> Task brief:
Please select every line in the data below that contains the word "blue", and copy each one out. Case counts.
[Begin Data for processing]
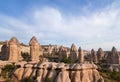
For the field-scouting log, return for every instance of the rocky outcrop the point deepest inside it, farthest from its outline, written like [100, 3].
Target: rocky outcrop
[4, 51]
[63, 53]
[35, 49]
[57, 72]
[100, 54]
[114, 67]
[73, 54]
[14, 50]
[93, 56]
[113, 57]
[80, 55]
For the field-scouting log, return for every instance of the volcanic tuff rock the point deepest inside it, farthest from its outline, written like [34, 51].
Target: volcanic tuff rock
[113, 57]
[100, 54]
[35, 49]
[93, 56]
[14, 50]
[63, 53]
[57, 72]
[73, 53]
[80, 55]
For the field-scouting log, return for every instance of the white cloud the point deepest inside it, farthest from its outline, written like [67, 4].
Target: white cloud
[51, 26]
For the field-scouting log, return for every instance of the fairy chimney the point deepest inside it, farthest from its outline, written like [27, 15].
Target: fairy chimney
[80, 55]
[113, 56]
[73, 54]
[14, 50]
[100, 54]
[35, 49]
[93, 56]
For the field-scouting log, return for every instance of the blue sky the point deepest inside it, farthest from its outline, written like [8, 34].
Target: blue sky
[87, 23]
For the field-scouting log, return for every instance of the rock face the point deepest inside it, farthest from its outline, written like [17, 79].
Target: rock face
[113, 57]
[5, 51]
[100, 54]
[14, 50]
[93, 56]
[35, 49]
[63, 53]
[57, 72]
[81, 55]
[73, 54]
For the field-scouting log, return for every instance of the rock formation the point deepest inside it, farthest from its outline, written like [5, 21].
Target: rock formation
[73, 54]
[63, 53]
[100, 54]
[5, 51]
[80, 55]
[57, 72]
[93, 56]
[113, 57]
[35, 49]
[14, 50]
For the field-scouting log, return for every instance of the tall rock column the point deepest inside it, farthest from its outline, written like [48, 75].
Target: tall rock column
[63, 53]
[73, 54]
[113, 56]
[5, 51]
[14, 50]
[35, 49]
[81, 55]
[93, 56]
[100, 54]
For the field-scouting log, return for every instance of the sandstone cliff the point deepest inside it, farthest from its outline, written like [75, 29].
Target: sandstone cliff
[56, 72]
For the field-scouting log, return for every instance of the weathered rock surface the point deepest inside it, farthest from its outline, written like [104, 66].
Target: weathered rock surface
[113, 57]
[73, 54]
[35, 49]
[114, 67]
[57, 72]
[100, 54]
[14, 50]
[80, 55]
[4, 51]
[63, 53]
[93, 56]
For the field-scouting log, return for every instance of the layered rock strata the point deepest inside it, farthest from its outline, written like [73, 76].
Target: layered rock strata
[35, 49]
[57, 72]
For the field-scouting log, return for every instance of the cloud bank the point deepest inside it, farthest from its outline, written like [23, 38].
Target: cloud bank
[52, 26]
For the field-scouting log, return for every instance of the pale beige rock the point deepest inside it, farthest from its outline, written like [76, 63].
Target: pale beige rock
[100, 54]
[63, 76]
[113, 57]
[35, 49]
[19, 73]
[4, 51]
[39, 75]
[60, 72]
[81, 55]
[14, 50]
[93, 56]
[63, 53]
[73, 54]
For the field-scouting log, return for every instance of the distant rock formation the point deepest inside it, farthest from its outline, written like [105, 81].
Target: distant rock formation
[80, 55]
[63, 53]
[57, 72]
[5, 51]
[73, 54]
[93, 56]
[35, 49]
[100, 54]
[14, 50]
[113, 57]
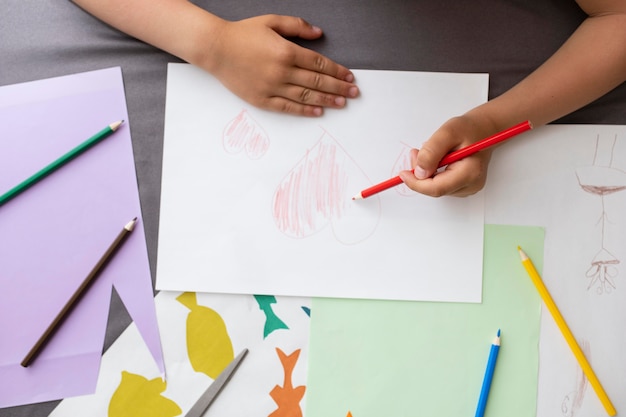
[End Data for processing]
> Task solution:
For the field-scouting log, return for every instance of the blue sky the point deepest inside it, farthest from its outline, written like [8, 34].
Target: blue sky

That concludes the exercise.